### Task to carry out
Word for word, set down every line of the entries below from the line with "Query: spotlight fixture" to the line with "find goalie blocker", including both, and no other line.

### Dataset records
──────────────────────────────

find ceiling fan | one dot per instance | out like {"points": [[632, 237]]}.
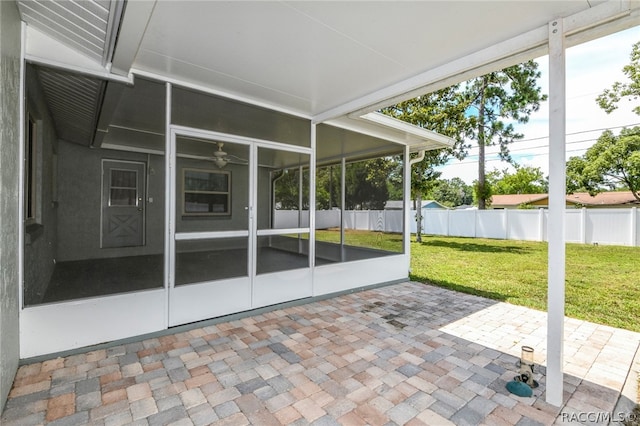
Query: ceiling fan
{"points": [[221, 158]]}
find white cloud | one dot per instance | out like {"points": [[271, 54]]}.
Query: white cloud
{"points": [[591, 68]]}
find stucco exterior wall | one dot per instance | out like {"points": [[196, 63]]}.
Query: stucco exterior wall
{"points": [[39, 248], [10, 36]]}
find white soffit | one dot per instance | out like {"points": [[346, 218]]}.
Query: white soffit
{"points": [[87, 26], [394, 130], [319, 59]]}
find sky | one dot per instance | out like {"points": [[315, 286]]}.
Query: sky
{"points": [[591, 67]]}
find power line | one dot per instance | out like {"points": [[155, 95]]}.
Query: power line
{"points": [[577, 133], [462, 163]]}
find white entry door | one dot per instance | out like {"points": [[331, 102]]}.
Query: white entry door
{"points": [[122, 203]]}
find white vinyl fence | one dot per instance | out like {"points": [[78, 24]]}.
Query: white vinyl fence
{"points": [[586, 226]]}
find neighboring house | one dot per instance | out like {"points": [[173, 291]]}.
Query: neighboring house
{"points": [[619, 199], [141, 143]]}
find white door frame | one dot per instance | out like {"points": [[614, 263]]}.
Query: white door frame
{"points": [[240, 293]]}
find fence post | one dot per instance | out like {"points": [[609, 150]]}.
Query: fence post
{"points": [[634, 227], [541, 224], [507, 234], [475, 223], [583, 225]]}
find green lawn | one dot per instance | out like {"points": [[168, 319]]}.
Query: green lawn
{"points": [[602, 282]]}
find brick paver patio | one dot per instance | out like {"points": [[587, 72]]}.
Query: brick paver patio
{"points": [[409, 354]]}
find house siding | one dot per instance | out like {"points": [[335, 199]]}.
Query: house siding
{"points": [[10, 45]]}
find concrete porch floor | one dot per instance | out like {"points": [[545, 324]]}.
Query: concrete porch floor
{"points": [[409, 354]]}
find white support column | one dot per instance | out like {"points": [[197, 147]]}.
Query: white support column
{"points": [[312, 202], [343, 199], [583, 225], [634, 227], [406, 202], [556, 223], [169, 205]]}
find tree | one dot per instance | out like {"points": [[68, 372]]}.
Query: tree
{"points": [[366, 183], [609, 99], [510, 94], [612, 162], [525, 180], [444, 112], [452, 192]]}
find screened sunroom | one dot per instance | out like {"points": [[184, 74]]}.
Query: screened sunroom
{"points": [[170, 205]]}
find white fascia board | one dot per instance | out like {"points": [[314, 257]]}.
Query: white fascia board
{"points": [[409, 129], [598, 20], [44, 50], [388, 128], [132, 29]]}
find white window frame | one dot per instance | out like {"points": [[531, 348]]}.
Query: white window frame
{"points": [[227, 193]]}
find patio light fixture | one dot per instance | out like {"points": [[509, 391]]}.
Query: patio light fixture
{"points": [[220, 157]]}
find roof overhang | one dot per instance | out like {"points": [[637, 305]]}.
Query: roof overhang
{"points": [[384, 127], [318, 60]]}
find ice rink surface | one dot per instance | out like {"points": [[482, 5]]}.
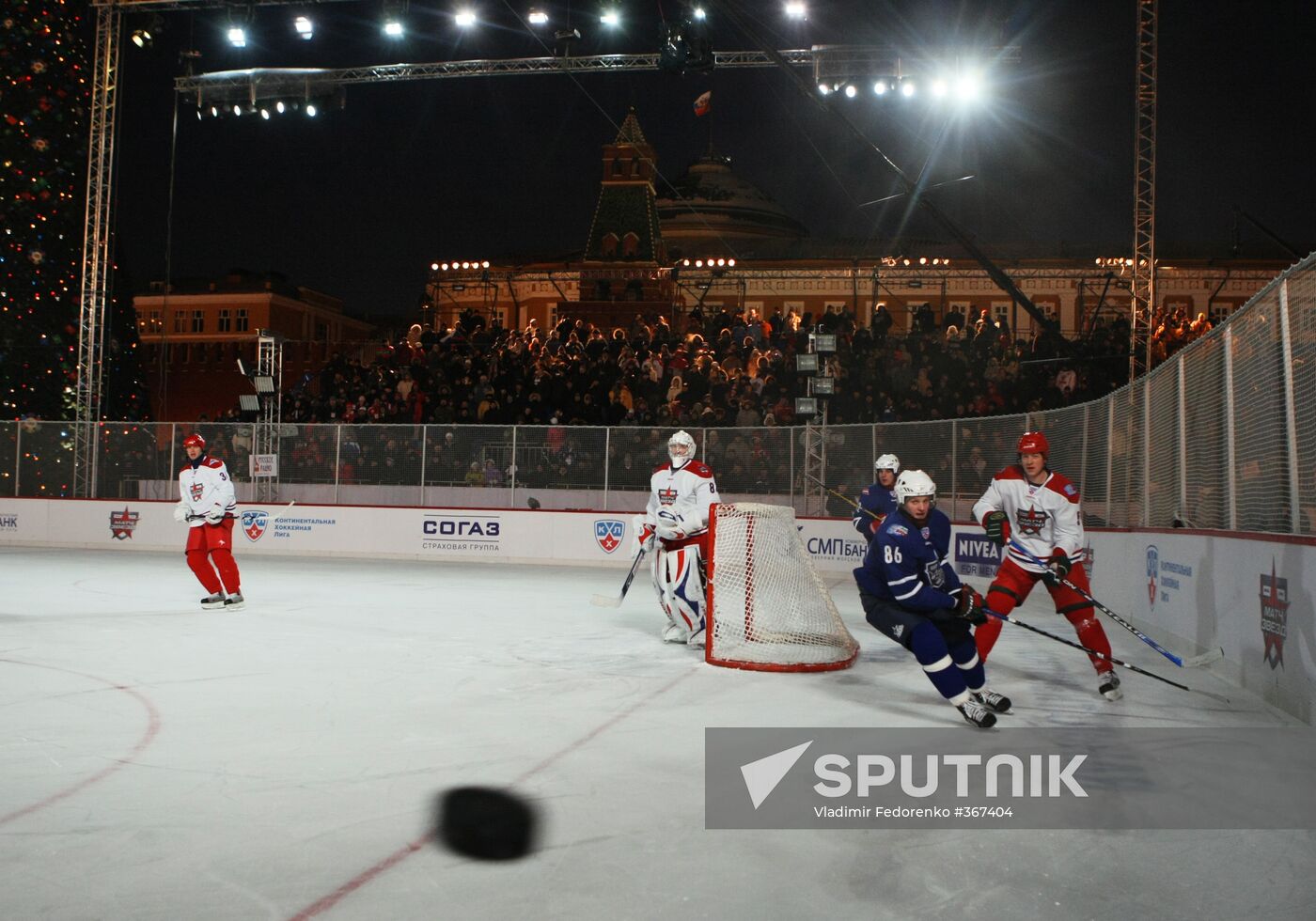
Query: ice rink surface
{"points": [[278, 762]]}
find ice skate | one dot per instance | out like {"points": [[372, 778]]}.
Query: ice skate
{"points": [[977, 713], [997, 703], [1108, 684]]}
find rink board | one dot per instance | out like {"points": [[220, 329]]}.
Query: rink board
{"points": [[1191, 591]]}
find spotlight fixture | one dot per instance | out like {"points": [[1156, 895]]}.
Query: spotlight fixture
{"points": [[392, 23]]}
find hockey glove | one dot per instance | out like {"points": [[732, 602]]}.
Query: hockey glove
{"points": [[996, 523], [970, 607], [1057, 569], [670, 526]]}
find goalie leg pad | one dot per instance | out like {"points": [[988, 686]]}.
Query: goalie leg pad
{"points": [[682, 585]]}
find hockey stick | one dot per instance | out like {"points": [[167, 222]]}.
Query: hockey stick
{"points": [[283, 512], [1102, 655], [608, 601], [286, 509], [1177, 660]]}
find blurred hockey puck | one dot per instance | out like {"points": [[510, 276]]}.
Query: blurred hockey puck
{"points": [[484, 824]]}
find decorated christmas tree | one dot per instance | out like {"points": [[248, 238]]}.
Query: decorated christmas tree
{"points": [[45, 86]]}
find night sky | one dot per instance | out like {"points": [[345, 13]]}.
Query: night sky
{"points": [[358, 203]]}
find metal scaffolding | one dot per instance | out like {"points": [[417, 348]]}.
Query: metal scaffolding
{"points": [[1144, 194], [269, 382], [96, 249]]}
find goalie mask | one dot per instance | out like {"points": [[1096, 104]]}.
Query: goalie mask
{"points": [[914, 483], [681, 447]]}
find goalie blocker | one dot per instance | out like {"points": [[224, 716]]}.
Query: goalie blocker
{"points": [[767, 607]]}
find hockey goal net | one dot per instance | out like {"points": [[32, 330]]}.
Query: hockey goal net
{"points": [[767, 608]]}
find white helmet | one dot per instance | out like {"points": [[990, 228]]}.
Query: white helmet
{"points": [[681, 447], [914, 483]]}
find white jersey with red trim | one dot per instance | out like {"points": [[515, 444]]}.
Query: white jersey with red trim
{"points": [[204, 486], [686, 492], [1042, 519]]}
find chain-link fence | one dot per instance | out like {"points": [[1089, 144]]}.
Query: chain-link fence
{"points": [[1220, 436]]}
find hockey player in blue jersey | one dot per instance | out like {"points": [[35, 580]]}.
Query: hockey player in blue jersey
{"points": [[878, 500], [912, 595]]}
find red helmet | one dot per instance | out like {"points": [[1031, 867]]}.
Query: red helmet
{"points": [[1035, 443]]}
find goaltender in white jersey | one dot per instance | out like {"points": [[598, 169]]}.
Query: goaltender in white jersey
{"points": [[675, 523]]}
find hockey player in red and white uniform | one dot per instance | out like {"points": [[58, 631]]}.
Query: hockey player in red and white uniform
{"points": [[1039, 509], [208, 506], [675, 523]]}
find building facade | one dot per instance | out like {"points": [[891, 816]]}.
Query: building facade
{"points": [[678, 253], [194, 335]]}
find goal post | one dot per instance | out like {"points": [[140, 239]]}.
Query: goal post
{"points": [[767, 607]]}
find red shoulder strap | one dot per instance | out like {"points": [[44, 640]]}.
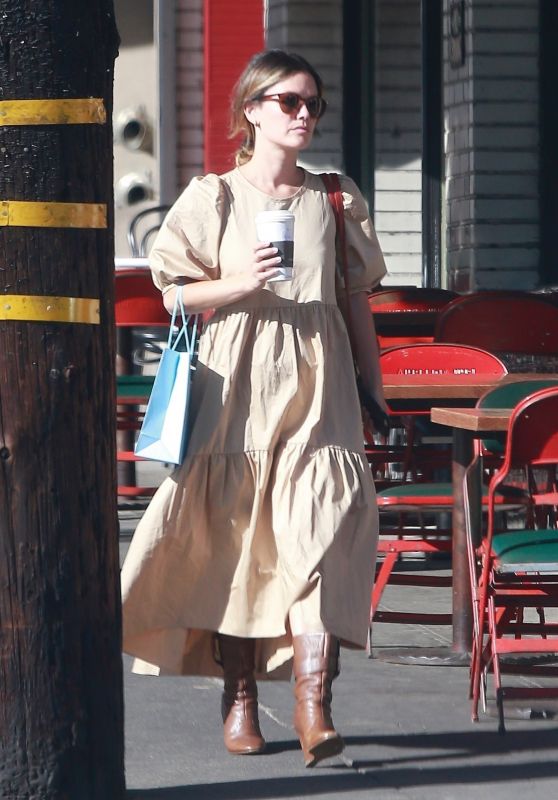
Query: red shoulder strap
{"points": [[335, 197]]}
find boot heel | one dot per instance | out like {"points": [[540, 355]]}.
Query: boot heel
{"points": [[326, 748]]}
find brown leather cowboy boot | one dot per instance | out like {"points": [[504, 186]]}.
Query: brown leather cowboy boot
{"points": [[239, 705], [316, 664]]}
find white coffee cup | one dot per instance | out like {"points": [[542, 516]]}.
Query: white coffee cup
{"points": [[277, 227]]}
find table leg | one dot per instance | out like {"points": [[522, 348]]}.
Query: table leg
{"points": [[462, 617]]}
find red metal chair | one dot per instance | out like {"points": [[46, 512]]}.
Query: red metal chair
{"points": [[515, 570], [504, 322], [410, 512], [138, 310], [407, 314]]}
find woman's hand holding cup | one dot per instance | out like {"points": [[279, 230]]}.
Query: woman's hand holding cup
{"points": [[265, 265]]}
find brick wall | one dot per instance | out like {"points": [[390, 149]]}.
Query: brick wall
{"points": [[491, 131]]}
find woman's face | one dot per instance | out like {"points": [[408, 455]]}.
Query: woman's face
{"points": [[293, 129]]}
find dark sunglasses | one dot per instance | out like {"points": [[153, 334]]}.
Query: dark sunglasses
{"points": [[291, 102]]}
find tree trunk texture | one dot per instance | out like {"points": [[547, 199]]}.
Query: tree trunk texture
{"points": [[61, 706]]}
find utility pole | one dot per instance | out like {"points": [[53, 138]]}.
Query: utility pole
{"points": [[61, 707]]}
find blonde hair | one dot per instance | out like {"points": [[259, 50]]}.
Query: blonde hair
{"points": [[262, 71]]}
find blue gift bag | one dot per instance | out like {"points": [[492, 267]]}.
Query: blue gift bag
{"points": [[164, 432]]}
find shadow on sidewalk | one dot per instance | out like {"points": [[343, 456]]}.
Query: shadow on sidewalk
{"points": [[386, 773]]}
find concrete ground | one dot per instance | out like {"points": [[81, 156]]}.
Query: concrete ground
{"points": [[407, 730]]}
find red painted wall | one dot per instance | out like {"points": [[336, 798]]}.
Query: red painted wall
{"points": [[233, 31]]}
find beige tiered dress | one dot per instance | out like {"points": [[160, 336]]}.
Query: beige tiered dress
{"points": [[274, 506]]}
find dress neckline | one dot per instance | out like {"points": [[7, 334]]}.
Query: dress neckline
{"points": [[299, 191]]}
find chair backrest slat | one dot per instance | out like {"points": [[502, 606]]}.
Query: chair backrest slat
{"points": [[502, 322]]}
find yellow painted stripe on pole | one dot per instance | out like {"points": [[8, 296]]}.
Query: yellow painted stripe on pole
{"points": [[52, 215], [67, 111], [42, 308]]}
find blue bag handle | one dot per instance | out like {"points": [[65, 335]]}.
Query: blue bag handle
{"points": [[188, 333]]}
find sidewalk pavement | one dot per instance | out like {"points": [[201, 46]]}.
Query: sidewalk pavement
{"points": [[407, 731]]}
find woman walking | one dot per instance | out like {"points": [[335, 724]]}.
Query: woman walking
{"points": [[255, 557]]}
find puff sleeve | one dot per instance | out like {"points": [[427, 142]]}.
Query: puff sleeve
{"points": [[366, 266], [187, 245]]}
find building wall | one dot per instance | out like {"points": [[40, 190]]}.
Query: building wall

──────────────────────────────

### Answer area
Query: spotlight fixture
{"points": [[392, 23]]}
find hockey glove | one dot per instance | out like {"points": [[732, 602]]}.
Query: hockey glove
{"points": [[996, 523], [970, 607], [1057, 569], [670, 526]]}
find goalie leg pad | one dot per instance | out like {"points": [[988, 686]]}.
Query: goalie leg pad
{"points": [[682, 585]]}
find hockey stick | one dot per instance | out like {"points": [[167, 222]]}.
Query: hockey stick
{"points": [[283, 512], [1102, 655], [608, 601], [286, 509], [1177, 660]]}
find blurred hockey puck | one dot per instance | out like {"points": [[510, 276]]}.
Query: blurred hockey puck
{"points": [[484, 824]]}
find decorated christmas tree | one dot per instance | out like {"points": [[248, 238]]}.
Query: decorated christmas tree
{"points": [[45, 86]]}
find night sky | one dot per instance | out like {"points": [[345, 13]]}.
Query: night sky
{"points": [[358, 203]]}
find metal scaffolding | one dot per instance | out like {"points": [[417, 348]]}.
Query: metal scaffolding
{"points": [[1144, 194], [269, 382], [96, 249]]}
find goalie mask | one dot per instance | out like {"points": [[1096, 104]]}.
Query: goalie mask
{"points": [[914, 483], [681, 447]]}
find goalie blocker | one dot per instance | out like {"points": [[224, 716]]}.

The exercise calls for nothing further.